> _Yang Diminta_:
1. Kutip bagian teks tentang parkir di kampus ITB, mulai pada kata-kata "Padahal kampus ITB" dan berhenti setelah "lahan parkir umum.".
2. Sebutkan semua lahan parkir mahasiswa yang namanya disebut dalam teks tentang parkir di kampus ITB.

> _Teks Bacaan_:
══════

Tulisan hitam diatas
putih “DILARANG PARKIR DISINI” terpampang jelas sebagai kalimat perintah rambu
rambu peringatan yang dibuat satpam ITB agar tidak memarkirkan kendaraan di
tempat tersebut. Tulisan itu bahkan tidak digubris dan hanya sebagai angin lalu
oleh pemilik kendaraan yang “sengaja” memarkirkan kendaraannya. Susunan parkir
kendaraan bermotor pun kelihatan tidak rapi, tak terlihat petugas parkir yang
bertanggung jawab melihat keadaan tersebut. Apakah kampus ITB mulai kekurangan
lahan parkir sehingga lahan yang dilarang pun “terpaksa” dijadikan lahan parkir
bagi para mahasiswa yang “kebingungan” mencari lahan parkir yang kosong.
Padahal kampus ITB punya 3 lahan parkir yang disediakan untuk parkir mahasiswanya,
yaitu Parkir Sipil, Parkir Gerbang Belakang, dan Parkir Seni Rupa yang
kapasitasnya pun cukup besar untuk lahan parkir umum.
Lahan parkir kita mulai
kehilangan roh untuk saling menghargai kendaraan yang diparkir satu sama lain,
semuanya asal parkir, tidak peduli kendaraan yang berada di kanan dan kiri, tak
peduli kendaraan mana yang datang duluan, setiap ada celah, geser kanan, geser
kiri, parkirkan kendaraan seadanya, yang penting masuk, semuanya pengen jadi
bos, tak ada yang mau mengalah, apalagi membetulkan posisi parkir kendaraan
orang lain. Lahan parkir ini hanya menjadi saksi bisu keberhasilan mahasiswa
yang datang dan pergi menitipkan sepeda motor untuk menuntut ilmu. Seorang
mahasiswa yang melakukan tugas mulia untuk mengabdi kepada bangsa dan
negara. Dulu lahan parkir ini sangat
sepi,sepi sekali, sekarang lahan parkir ini sudah tidak muat lagi menampung
semua kendaraan para mahasiswa yang datang dan pergi. Bahkan ia tidak tega menolak kendaraan yang menunggu antri
diluar.

══════

> _Cuplikan Data_:
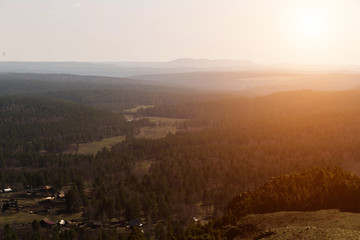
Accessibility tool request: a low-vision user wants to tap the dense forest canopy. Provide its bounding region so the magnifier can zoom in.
[0,96,128,154]
[0,74,360,239]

══════

> _Hasil Latihan_:
1.
Padahal kampus ITB punya 3 lahan parkir yang disediakan untuk parkir mahasiswanya,
yaitu Parkir Sipil, Parkir Gerbang Belakang, dan Parkir Seni Rupa yang
kapasitasnya pun cukup besar untuk lahan parkir umum.

2. Parkir Sipil, Parkir Gerbang Belakang, Parkir Seni Rupa